## Goal
In the records below, rewrite every line from the one containing "Objective — one dot per instance of the lamp" through the one containing "446], [240, 524]]", both included. Shift each x and y coordinate up by 18, and leave all other text in those lines unchanged.
## BEGIN Input material
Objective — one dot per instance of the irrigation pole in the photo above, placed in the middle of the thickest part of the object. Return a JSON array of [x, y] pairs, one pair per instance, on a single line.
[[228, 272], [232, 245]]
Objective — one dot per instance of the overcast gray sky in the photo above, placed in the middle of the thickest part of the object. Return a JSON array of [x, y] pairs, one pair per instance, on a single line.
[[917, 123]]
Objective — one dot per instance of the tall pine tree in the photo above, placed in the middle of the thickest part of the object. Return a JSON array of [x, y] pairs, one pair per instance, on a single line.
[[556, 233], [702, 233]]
## END Input material
## BEGIN Input material
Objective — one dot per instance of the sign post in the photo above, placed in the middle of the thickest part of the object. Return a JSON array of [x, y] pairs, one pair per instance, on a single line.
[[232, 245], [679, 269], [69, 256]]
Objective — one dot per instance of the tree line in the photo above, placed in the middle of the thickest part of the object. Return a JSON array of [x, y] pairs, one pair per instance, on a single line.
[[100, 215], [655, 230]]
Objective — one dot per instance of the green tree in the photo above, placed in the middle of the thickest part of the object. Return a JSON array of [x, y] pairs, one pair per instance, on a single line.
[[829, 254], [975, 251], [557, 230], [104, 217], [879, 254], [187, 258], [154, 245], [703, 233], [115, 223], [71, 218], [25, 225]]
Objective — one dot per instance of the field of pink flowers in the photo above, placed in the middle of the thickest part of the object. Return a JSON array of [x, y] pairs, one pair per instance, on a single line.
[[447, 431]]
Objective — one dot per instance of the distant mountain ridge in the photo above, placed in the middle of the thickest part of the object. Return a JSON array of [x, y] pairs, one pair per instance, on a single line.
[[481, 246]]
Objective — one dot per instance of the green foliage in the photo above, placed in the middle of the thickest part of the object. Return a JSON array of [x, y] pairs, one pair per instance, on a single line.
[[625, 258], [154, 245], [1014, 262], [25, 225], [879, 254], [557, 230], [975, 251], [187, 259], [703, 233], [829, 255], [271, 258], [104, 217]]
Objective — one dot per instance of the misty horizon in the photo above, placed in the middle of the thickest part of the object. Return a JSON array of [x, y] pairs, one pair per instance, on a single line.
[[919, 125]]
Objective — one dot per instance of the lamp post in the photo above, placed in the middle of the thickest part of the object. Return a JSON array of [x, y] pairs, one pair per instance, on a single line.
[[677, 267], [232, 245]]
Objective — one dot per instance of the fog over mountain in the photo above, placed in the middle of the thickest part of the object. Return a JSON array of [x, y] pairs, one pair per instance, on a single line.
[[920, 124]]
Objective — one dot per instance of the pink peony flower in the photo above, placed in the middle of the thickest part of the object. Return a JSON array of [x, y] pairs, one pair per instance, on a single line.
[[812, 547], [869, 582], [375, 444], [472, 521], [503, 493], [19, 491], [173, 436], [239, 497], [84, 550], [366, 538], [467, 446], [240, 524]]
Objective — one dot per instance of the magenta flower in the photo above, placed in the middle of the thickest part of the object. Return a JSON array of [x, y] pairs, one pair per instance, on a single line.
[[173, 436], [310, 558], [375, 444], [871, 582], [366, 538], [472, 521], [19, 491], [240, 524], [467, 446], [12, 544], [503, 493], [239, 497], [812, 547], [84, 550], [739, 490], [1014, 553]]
## END Input material
## BEGIN Input material
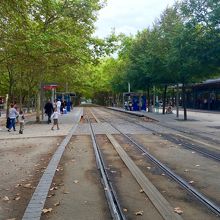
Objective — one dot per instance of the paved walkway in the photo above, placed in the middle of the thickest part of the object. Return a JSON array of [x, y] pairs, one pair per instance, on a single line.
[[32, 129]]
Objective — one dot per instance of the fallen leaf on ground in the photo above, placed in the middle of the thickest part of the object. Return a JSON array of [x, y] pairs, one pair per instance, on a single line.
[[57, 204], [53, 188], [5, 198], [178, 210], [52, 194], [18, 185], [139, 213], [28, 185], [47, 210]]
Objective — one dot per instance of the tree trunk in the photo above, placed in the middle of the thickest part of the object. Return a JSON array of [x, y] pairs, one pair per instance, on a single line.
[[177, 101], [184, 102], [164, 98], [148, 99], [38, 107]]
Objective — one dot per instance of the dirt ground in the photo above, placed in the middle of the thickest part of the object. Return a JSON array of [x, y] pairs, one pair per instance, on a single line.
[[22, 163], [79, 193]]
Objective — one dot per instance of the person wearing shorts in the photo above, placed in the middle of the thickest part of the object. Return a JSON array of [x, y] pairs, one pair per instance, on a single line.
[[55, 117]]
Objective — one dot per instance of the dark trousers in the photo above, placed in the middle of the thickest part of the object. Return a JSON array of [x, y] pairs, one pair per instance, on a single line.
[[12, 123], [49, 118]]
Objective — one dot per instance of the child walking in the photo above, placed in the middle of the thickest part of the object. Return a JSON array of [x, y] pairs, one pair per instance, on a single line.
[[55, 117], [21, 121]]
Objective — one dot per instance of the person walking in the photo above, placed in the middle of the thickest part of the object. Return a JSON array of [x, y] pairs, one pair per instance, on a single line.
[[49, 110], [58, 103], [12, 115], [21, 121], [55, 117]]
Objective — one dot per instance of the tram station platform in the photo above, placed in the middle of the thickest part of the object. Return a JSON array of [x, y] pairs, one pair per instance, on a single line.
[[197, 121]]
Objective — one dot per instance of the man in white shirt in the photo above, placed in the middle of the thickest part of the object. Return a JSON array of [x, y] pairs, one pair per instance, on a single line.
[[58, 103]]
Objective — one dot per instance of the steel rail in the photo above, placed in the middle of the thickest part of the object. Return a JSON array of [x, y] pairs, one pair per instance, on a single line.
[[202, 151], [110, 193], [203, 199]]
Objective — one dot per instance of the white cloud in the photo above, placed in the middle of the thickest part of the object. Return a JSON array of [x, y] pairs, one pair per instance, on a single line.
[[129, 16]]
## END Input material
## Response to this task
Objective — one dot per instance of the lamp post in the photo above, placed in the middle of the thickest part of the object. Return a JSON array of [x, y] pairs, one pair per instance, on a single line.
[[695, 285], [250, 263]]
Objective — one dot per instance of the fog over mountain in the photo above, placed in the middle of the thickest part of the object. Return a JSON array of [x, y] pairs, one pair per instance, on a single line.
[[938, 142]]
Objective — one dot per instance of the pink peony flower in the photo above, placed in the middle of the thickest part of the object. Return a JSON array of [x, y] pairs, one pair per instance, on a single line.
[[830, 565], [887, 600], [393, 462], [490, 539], [521, 511], [37, 509], [191, 454], [257, 515], [102, 568], [384, 556], [485, 464], [258, 542]]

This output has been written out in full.